#### [EXCERPT TO READ]

On Thu, Dec 18, 2014 at 2:54 AM, Anders Rundgren <anders.rundgren.net@gmail.com> wrote:

Having worked with Europe's EAC (e-passport biometric data protection PKI),
which works as described below, I would strongly recommend NOT using HTTPS
client-certificate authentication because it doesn't fit a normal installation
with an external security-proxy.

[TF] Strange, I have worked with similar constraints with cloud based services and this model worked just fine.

 

 

 

+1

 

Part of the objective here should be to put the end customer in control by running their own issue point that is a proxy to a CA or another proxy. Binding the authentication to the transport means that the proof of possession can only be verified by the proxy which breaks the model.

[TF] If you trust the proxy enough to terminal the TLS then you trust it enough to pass a flag to indicate authentication succeeded

Have you considered what value the POP on a pkcs#10 actually delivers? It does not show the subject submitting the request is the same as the one in control of the key pair. It just proves to the CA the key pair is functional.

#### [RECORDED INFORMATION]
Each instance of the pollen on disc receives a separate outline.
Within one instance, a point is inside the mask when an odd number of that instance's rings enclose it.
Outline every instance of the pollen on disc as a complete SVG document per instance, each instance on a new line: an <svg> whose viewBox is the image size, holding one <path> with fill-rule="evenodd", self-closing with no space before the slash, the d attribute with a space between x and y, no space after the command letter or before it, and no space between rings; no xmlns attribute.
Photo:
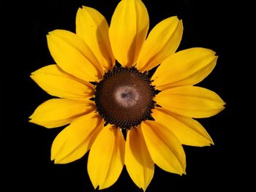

#### [REQUIRED TASKS]
1. In the email thread, what does the POP on a pkcs#10 prove to the CA?
2. Reproduce the passage of the email thread that opens with the words containing "Having worked with" and closes with "worked just fine.".

#### [EXPECTED ANSWERS]
1. It proves to the CA that the key pair is functional.

2.
Having worked with Europe's EAC (e-passport biometric data protection PKI),
which works as described below, I would strongly recommend NOT using HTTPS
client-certificate authentication because it doesn't fit a normal installation
with an external security-proxy.

[TF] Strange, I have worked with similar constraints with cloud based services and this model worked just fine.